EXERCISE REQUIREMENTS:
1 - Using the station profile, answer each question below.
(a) What branding does the station use?
(b) On what date did the station first go on the air?
(c) What is the station's facility ID?
2 - Please collect every line of the listing that contains the string "surface".

SOURCE PASSAGE:

— Start —

KMOL-LD
- Victoria, Texas; United States;
- Channels: Digital: 17 (UHF); Virtual: 17;
- Branding: NBC 17

Programming
- Affiliations: 17.1: NBC; 17.2: Movies!;

Ownership
- Owner: Morgan Murphy Media; (QueenB Television of Texas, LLC);
- Sister stations: KVCT, KUNU-LD, KAVU-TV, KQZY-LD, KXTS-LD, KVTX-LD

History
- Founded: November 29, 2001
- First air date: October 5, 2004
- Former call signs: K17FS (2001–2004); KMOL-LP (2004–2012);
- Call sign meaning: Repurposed former calls from WOAI-TV in San Antonio between 1974 and 2002

Technical information
- Licensing authority: FCC
- Facility ID: 128455
- Class: LD
- ERP: 15 kW
- HAAT: 312.3 m (1,025 ft)

— End —

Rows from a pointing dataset
— Start —

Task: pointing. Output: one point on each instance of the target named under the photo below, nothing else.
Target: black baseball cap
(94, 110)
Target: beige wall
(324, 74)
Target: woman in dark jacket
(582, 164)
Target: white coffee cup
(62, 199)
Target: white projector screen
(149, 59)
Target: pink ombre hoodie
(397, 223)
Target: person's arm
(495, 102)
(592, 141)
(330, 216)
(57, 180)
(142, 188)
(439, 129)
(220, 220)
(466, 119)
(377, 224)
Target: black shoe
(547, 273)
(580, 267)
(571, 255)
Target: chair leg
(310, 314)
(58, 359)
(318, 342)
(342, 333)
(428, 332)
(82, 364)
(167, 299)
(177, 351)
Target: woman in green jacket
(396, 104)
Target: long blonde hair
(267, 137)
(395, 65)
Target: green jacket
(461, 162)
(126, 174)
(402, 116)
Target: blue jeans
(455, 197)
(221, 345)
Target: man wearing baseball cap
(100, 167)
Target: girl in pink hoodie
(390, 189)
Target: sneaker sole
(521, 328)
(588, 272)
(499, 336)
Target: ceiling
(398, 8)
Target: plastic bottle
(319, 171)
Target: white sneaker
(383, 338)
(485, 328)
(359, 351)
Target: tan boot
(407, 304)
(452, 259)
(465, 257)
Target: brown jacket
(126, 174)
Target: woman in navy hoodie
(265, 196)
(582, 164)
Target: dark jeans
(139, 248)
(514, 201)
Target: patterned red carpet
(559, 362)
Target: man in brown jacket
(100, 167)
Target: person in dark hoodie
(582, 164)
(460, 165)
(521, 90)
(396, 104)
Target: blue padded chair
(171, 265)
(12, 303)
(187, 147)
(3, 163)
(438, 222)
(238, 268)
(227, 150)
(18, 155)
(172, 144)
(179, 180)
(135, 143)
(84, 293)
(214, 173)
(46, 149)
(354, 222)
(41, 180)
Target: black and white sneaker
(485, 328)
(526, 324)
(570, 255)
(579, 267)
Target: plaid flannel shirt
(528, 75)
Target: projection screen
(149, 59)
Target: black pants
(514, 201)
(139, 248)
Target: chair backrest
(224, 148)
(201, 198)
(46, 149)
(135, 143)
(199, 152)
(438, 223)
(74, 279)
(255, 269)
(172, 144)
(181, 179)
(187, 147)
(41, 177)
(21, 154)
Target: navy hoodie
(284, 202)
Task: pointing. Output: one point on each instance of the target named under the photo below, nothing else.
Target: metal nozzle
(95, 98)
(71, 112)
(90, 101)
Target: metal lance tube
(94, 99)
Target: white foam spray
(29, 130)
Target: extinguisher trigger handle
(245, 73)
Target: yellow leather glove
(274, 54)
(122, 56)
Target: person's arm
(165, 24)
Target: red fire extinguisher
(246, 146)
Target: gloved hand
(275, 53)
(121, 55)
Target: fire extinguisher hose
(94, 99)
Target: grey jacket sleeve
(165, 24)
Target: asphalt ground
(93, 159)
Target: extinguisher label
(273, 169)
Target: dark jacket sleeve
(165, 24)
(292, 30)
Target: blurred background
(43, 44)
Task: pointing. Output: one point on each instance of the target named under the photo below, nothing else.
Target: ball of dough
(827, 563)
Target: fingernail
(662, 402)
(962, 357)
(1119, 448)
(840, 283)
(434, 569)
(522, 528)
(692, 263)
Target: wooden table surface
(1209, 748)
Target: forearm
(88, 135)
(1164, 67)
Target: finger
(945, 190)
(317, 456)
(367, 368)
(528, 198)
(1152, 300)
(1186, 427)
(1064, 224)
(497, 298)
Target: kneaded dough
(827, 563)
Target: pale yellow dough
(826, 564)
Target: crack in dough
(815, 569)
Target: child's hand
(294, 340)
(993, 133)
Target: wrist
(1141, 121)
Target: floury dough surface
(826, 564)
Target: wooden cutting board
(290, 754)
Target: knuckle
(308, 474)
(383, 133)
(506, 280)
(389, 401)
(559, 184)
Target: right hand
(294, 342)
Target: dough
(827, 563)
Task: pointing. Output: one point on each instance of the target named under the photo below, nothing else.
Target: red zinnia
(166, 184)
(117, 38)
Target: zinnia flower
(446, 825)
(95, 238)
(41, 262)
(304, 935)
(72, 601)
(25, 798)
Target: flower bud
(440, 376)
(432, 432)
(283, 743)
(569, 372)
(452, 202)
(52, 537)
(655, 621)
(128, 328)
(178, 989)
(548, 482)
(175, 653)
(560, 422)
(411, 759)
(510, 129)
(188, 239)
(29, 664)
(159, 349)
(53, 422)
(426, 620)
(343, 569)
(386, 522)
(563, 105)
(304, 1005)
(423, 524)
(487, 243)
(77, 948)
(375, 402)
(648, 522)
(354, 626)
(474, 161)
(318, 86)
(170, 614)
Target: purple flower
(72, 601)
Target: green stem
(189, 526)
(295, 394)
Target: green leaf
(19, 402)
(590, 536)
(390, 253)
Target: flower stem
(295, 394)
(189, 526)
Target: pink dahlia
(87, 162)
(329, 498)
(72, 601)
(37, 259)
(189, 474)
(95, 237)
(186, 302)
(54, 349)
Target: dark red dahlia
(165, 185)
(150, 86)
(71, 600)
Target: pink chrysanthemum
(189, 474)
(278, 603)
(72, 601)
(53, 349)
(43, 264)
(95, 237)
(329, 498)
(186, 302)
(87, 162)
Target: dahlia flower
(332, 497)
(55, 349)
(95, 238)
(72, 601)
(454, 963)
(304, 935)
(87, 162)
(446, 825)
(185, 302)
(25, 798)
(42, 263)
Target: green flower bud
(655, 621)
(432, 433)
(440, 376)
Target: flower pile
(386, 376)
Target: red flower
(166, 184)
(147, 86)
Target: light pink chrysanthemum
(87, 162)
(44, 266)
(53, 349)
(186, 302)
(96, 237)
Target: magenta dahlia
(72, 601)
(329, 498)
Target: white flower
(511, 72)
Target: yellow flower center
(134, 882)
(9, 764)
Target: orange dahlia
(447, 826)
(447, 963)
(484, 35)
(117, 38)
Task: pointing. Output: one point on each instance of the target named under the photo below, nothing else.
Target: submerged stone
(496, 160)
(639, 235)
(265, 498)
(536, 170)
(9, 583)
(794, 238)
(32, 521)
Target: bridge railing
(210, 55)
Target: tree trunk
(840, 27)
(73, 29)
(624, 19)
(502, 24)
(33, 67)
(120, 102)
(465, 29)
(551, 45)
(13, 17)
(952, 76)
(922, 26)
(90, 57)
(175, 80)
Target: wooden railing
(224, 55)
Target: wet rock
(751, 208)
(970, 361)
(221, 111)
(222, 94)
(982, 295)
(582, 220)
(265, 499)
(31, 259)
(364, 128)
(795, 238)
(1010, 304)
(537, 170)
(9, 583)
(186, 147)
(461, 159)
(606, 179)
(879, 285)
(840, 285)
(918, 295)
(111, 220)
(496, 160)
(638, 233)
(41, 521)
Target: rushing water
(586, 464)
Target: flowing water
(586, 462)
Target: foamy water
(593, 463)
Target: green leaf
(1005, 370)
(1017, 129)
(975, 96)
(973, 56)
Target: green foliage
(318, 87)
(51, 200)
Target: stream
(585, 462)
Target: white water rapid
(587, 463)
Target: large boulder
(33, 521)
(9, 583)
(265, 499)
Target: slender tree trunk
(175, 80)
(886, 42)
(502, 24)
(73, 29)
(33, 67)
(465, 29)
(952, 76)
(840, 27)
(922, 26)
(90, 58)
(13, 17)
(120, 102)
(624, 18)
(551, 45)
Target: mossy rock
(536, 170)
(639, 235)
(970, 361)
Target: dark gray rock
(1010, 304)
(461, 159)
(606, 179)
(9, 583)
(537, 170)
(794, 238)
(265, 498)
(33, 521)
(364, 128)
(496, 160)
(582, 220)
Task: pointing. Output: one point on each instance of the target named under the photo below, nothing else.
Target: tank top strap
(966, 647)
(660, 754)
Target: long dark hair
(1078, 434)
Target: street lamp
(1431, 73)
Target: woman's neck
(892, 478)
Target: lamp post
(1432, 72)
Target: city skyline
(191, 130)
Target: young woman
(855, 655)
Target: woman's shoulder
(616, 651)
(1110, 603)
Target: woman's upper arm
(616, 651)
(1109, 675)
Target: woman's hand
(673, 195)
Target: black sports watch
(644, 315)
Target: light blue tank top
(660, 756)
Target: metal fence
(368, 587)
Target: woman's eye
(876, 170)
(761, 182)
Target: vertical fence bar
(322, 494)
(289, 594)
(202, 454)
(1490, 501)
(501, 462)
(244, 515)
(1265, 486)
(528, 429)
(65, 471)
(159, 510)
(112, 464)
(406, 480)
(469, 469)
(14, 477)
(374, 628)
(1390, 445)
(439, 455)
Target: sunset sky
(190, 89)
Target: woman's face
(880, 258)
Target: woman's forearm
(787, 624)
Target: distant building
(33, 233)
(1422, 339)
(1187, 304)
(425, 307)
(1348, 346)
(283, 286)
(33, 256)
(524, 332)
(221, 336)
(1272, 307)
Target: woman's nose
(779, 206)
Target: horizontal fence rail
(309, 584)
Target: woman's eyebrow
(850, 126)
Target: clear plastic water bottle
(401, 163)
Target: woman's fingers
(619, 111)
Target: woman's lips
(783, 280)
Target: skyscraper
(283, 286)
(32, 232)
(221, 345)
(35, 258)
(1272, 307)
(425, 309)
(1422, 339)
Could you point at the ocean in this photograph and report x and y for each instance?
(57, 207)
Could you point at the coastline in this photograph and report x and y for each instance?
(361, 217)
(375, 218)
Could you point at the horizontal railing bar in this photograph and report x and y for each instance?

— End —

PER-TASK ANSWERS:
1 -
(a) NBC 17
(b) October 5, 2004
(c) 128455

2 -
Target: wooden table surface
Target: floury dough surface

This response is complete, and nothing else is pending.